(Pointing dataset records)
•••
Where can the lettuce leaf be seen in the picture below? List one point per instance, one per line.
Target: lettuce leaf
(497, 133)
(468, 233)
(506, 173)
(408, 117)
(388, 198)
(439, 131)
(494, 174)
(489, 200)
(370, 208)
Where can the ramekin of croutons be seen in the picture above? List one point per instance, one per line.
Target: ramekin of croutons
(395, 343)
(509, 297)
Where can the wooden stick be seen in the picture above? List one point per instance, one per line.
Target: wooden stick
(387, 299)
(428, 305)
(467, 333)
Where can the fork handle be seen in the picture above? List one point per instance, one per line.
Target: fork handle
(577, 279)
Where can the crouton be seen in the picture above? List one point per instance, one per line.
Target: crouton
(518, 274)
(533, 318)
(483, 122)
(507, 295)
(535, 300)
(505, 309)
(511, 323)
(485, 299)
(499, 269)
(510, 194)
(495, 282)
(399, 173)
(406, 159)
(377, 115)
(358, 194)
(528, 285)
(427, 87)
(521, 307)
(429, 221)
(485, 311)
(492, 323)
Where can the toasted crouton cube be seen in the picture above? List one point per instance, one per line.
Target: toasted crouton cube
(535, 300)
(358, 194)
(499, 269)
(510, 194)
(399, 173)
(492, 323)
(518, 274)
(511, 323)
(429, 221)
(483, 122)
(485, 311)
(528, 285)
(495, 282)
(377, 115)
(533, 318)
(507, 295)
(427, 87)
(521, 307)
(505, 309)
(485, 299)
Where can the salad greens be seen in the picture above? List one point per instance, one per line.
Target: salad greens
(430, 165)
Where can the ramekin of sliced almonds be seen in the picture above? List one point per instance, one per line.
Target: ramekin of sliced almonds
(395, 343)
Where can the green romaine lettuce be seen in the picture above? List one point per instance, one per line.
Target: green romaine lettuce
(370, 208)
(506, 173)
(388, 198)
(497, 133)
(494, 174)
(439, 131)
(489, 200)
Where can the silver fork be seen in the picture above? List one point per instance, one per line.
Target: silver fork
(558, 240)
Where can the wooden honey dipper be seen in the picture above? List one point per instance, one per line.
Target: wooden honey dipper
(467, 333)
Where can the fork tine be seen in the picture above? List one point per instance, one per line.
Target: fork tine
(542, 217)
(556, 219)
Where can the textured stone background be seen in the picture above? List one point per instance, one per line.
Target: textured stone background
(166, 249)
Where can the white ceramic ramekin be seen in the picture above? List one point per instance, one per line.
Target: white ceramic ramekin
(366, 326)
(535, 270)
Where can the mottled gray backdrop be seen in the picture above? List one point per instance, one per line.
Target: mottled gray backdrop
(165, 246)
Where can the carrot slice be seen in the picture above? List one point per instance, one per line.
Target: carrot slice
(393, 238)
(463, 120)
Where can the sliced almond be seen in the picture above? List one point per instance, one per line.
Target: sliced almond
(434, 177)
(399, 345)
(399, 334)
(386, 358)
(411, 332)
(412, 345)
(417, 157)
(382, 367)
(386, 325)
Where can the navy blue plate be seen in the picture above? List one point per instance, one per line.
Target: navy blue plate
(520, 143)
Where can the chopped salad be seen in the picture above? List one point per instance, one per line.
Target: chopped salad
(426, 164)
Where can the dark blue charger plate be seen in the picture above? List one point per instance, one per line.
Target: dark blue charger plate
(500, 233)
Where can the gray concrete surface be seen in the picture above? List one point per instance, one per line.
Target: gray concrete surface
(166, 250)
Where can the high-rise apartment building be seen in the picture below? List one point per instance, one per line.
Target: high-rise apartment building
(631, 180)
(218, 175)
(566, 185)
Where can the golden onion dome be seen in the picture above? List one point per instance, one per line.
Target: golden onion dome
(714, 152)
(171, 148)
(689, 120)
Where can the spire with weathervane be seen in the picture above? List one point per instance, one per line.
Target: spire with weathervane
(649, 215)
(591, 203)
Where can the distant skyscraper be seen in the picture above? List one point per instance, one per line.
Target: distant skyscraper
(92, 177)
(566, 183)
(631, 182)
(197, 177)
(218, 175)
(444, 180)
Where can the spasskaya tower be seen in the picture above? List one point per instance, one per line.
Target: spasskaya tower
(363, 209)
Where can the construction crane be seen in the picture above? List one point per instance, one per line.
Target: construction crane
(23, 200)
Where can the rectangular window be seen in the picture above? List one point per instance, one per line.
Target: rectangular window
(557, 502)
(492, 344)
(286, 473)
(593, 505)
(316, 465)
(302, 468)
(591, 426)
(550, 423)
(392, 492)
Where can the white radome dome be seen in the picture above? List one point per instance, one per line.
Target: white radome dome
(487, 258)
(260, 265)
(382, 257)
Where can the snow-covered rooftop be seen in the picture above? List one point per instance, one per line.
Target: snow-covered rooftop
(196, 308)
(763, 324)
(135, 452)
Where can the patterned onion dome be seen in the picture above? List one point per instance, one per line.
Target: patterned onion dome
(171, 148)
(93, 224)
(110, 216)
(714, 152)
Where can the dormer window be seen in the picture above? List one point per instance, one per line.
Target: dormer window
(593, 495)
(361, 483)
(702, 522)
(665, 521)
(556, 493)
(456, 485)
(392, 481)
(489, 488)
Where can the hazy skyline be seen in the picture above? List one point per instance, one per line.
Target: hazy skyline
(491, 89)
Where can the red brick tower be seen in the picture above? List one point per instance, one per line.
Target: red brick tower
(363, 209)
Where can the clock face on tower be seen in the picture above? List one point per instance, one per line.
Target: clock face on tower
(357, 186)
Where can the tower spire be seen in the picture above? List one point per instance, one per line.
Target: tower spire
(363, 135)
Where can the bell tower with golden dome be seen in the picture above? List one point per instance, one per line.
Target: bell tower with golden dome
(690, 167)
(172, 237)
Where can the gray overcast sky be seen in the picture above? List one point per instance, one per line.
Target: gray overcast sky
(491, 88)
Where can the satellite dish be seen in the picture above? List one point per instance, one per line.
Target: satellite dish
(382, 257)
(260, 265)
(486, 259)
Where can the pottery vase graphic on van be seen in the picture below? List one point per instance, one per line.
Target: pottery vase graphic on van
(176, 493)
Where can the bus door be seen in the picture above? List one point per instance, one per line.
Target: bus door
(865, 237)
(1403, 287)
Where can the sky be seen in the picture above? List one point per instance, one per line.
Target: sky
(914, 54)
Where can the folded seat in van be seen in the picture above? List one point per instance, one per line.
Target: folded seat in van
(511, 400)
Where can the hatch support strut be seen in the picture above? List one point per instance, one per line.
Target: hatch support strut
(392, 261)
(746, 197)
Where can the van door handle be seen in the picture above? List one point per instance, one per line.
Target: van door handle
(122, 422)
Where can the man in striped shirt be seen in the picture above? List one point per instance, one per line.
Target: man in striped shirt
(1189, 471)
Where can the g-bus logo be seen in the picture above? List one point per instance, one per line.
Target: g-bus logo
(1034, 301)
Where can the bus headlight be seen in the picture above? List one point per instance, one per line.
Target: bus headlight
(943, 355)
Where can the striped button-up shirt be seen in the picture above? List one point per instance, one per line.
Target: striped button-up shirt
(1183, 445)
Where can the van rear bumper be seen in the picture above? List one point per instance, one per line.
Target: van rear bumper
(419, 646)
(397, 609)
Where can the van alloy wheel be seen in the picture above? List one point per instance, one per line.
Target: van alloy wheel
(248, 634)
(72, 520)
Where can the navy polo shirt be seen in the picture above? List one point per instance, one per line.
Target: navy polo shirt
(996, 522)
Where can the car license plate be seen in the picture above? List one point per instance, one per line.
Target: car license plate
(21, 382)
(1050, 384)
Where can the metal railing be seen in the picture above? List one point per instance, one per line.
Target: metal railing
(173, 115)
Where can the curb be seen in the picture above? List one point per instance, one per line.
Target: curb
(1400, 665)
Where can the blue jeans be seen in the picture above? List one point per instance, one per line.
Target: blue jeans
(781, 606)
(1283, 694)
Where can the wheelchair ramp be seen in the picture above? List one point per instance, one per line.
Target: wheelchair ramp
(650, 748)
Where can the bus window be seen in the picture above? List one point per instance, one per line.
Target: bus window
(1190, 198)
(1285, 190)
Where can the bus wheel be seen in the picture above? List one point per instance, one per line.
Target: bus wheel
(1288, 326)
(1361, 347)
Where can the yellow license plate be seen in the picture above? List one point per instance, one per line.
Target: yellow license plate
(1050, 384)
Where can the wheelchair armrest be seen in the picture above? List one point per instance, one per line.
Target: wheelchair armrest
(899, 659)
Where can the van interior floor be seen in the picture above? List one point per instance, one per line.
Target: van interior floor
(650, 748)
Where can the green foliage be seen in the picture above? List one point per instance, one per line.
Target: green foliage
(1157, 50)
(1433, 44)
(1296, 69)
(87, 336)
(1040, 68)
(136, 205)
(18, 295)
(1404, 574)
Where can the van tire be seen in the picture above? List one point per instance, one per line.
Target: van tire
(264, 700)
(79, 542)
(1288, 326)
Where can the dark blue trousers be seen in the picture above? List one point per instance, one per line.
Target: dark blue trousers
•••
WORK TO BE COMPLETED: Give back exactly the lines from the line containing "Where can the wheelchair armrest" to the end of the entries, and no other lines.

TASK ANSWER:
Where can the wheelchair armrest be seen in the picture above? List one point per instance, one per line.
Target: wheelchair armrest
(899, 659)
Where can the van interior floor be seen in the picture above? List one point per instance, one per line.
Target: van interior floor
(650, 748)
Where can the green foliage be seen in the picture above? List one point per instance, one per line.
Target: green foliage
(1157, 50)
(1433, 44)
(1296, 69)
(87, 336)
(1040, 68)
(136, 205)
(18, 295)
(1404, 574)
Where can the van tire be seen in the picture above? List one point per instance, one per line.
Target: van tire
(264, 700)
(79, 542)
(1288, 326)
Where can the dark blue trousers be seen in the picture above? List one point per instance, one per line.
Target: dark blue trousers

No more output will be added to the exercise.